What is being asked = Exactly as given, repeat all of the entries.

Data to process =
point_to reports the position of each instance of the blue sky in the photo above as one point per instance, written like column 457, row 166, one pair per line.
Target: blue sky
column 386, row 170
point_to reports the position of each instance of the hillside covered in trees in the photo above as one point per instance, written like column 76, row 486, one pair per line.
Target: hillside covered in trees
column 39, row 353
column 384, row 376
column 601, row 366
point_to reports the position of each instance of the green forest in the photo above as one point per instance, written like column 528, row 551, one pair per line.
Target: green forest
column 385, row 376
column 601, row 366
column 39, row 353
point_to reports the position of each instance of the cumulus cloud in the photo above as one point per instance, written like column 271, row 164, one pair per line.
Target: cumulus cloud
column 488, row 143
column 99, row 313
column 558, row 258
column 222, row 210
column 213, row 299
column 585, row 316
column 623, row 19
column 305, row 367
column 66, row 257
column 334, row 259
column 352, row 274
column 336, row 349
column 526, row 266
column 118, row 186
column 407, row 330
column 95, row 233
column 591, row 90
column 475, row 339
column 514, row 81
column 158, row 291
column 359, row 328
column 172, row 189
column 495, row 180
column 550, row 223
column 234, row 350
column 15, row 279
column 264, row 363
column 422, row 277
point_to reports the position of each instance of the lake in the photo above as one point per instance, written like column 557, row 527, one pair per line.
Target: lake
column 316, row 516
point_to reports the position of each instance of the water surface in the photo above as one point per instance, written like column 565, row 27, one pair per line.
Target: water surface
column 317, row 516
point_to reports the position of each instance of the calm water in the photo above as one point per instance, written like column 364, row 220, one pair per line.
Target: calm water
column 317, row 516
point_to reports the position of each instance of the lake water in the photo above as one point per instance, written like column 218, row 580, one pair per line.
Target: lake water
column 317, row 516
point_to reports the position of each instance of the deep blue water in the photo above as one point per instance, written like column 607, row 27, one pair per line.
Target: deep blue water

Task response =
point_to reports the position of each instance of the blue sky in the photo above as one point per instance, written like column 457, row 166, one pair per line.
Target: blue sky
column 386, row 170
point_to reports the position of each instance of the hillside covered in trees in the photo above as one point per instance, written like column 76, row 486, one pair per line.
Target: hillside covered in trees
column 39, row 353
column 384, row 376
column 601, row 366
point_to reports the position of each instance of the green forest in the photo above as one point per instance, written like column 528, row 551, one pair per line.
Target: green forest
column 385, row 376
column 601, row 366
column 39, row 353
point_to reports the position of each instance of the cumulus cloud in the photo above as one point per instance, written like column 271, row 164, one pair per line.
Target: cumulus cloud
column 488, row 143
column 99, row 313
column 558, row 258
column 222, row 210
column 213, row 299
column 585, row 316
column 623, row 19
column 305, row 367
column 66, row 257
column 334, row 259
column 352, row 274
column 336, row 349
column 526, row 266
column 118, row 186
column 407, row 330
column 95, row 233
column 591, row 90
column 475, row 339
column 514, row 81
column 158, row 291
column 359, row 328
column 172, row 189
column 495, row 180
column 550, row 223
column 234, row 350
column 15, row 279
column 264, row 363
column 422, row 277
point_to reports the position of each instance of the lake in the photo above as one point per instance, written like column 557, row 527, one pair per line.
Target: lake
column 316, row 516
point_to reports the position of each instance of the water surface in the photo above as one point per instance, written like column 565, row 27, one pair per line.
Target: water surface
column 317, row 516
point_to reports the position of each instance of the calm water in the photo above as one point per instance, written like column 364, row 220, one pair per line.
Target: calm water
column 317, row 516
point_to reports the position of each instance of the lake water in the photo above as one point per instance, written like column 218, row 580, one pair per line.
Target: lake water
column 317, row 516
point_to reports the position of each instance of the deep blue water in the photo above as one point per instance, written like column 607, row 27, one pair per line.
Target: deep blue water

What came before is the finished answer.